— SOURCE TEXT —
▽

HDFS erasure coding: 一半的成本,更快的速度

16:20–17:00 2016年8月06日
Hadoop 内核与开发
地点: 紫金大厅B(Grand Hall B)




自诞生以来,HDFS都是通过复制来保证数据的可靠性。但随着数据量的增长,复制的代价也变得越来越明显:传统的3份复制相当于增加了200%的存储开销,给存储空间和网络带宽带来了很大的压力。通过引入纠错码(erasure coding,EC),我们可以在保证数据可靠性的同时大幅降低存储开销。在常见配置下,EC相对于3备份模式可以降低50%的存储成本。


Ever since its creation, HDFS has relied on data replication to shield against most failure scenarios. However, with the explosive growth in data volume, replication is getting quite expensive: the default 3x replication scheme incurs a 200% overhead in storage space and other resources (e.g., network bandwidth when writing the data). Erasure coding (EC) uses far less storage space while still providing the same level of fault tolerance. Under typical configurations, EC reduces the storage cost by ~50% compared with 3x replication.

Zhe Zhang and Kai Zheng present the first-ever performance study of the new HDFS erasure coding feature—drawn from 160 performance tests covering four different hardware configurations, three different erasure coders (including a native coder based on Intel’s ISA-L library), four I/O concurrency levels, and over ten different benchmarking workloads (including TPC-H running with Hive-on-Spark). The test results verify that the superior performance of the ISA-L coder translates to up to 50x higher I/O throughput. Among other interesting insights, a significant performance gain of EC over the replication mode under sequential I/O workloads was observed. Moreover, the tests have also revealed a number of previously hidden design issues to be optimized in the future.

△

— REQUIRED ACTION 1 —
Copy the HDFS erasure coding session description word for word, starting at "16:20–17:00 2016年8月06日" and ending at "with 3x replication.".
— REQUIRED ACTION 2 —
In the HDFS erasure coding session description, which library is the native coder based on?
— REQUIRED ACTION 3 —
Continue the HDFS erasure coding session description from where it stops.

[Referring expression pointing data]
▽

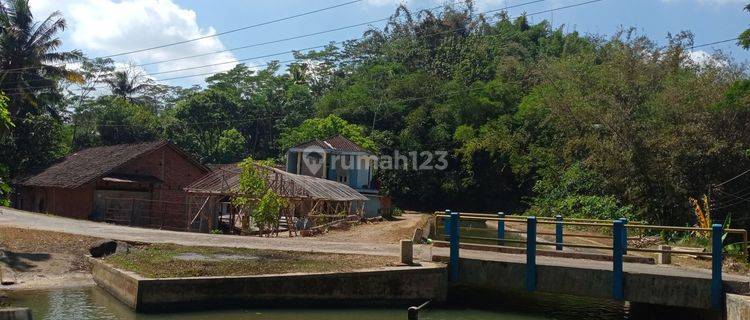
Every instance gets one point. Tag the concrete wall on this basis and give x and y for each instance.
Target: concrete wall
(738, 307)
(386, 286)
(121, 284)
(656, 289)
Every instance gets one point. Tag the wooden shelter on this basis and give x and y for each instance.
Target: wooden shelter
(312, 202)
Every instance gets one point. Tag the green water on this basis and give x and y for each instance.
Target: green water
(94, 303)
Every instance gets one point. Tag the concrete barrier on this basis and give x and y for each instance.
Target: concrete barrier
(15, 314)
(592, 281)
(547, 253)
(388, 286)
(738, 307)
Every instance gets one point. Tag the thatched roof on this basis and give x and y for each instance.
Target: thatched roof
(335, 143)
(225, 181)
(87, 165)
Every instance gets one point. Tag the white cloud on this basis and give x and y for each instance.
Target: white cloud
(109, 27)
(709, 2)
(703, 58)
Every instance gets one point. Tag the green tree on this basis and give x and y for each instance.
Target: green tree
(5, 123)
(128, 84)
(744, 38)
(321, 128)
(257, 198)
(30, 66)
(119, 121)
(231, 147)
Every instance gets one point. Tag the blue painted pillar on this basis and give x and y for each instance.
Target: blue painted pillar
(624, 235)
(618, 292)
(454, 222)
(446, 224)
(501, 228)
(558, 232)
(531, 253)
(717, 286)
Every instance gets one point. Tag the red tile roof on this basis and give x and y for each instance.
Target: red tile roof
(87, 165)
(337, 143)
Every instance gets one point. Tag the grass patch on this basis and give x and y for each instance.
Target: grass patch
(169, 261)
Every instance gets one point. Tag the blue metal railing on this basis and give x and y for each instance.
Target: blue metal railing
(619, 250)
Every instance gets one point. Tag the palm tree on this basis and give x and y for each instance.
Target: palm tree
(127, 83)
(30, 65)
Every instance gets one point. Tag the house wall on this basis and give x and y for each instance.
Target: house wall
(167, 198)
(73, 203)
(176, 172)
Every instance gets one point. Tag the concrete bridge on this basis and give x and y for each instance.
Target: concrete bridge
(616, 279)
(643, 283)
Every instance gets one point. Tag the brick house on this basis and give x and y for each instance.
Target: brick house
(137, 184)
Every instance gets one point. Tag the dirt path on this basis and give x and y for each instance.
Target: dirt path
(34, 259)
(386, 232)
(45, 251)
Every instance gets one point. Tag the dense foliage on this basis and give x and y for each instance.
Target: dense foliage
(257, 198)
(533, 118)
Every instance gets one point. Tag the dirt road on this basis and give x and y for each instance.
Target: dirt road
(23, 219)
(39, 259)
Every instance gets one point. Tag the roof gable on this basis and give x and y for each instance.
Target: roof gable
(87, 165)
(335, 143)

△

— TASK OUTPUT 1 —
16:20–17:00 2016年8月06日
Hadoop 内核与开发
地点: 紫金大厅B(Grand Hall B)




自诞生以来,HDFS都是通过复制来保证数据的可靠性。但随着数据量的增长,复制的代价也变得越来越明显:传统的3份复制相当于增加了200%的存储开销,给存储空间和网络带宽带来了很大的压力。通过引入纠错码(erasure coding,EC),我们可以在保证数据可靠性的同时大幅降低存储开销。在常见配置下,EC相对于3备份模式可以降低50%的存储成本。


Ever since its creation, HDFS has relied on data replication to shield against most failure scenarios. However, with the explosive growth in data volume, replication is getting quite expensive: the default 3x replication scheme incurs a 200% overhead in storage space and other resources (e.g., network bandwidth when writing the data). Erasure coding (EC) uses far less storage space while still providing the same level of fault tolerance. Under typical configurations, EC reduces the storage cost by ~50% compared with 3x replication.

— TASK OUTPUT 2 —
Intel's ISA-L library.

— TASK OUTPUT 3 —
Zhe Zhang


Zhe Zhang is an engineering manager at LinkedIn, where he’s currently leading an excellent engineering team to provide big data services (HDFS, YARN, Spark, TensorFlow, and beyond) to power LinkedIn’s business intelligence and relevance applications. Zhe is an Apache Hadoop PMC member; he led the design and development of HDFS Erasure Coding (HDFS-EC).

任职英特尔亚太研发中心大数据部门,作为资深研发工程师在安全和大数据领域从事开发和优化工作多年。目前担任研发经理,所在团队在Hadoop和Streaming领域诸多项目上有重要参与和贡献。热衷开源贡献,是Apache Hadoop committer,Apache Directory PMC 和Apache Kerby的关键发起者。

Kai Zheng is a big data engineering manager at Intel, where he explores broad enablement and optimization on the company’s IA platform. He has worked in big data space for a number of years across the security, storage, and computing domains. Kai is also an Apache Hadoop committer, a Kerby initiator, and a major contributor to HDFS erasure coding.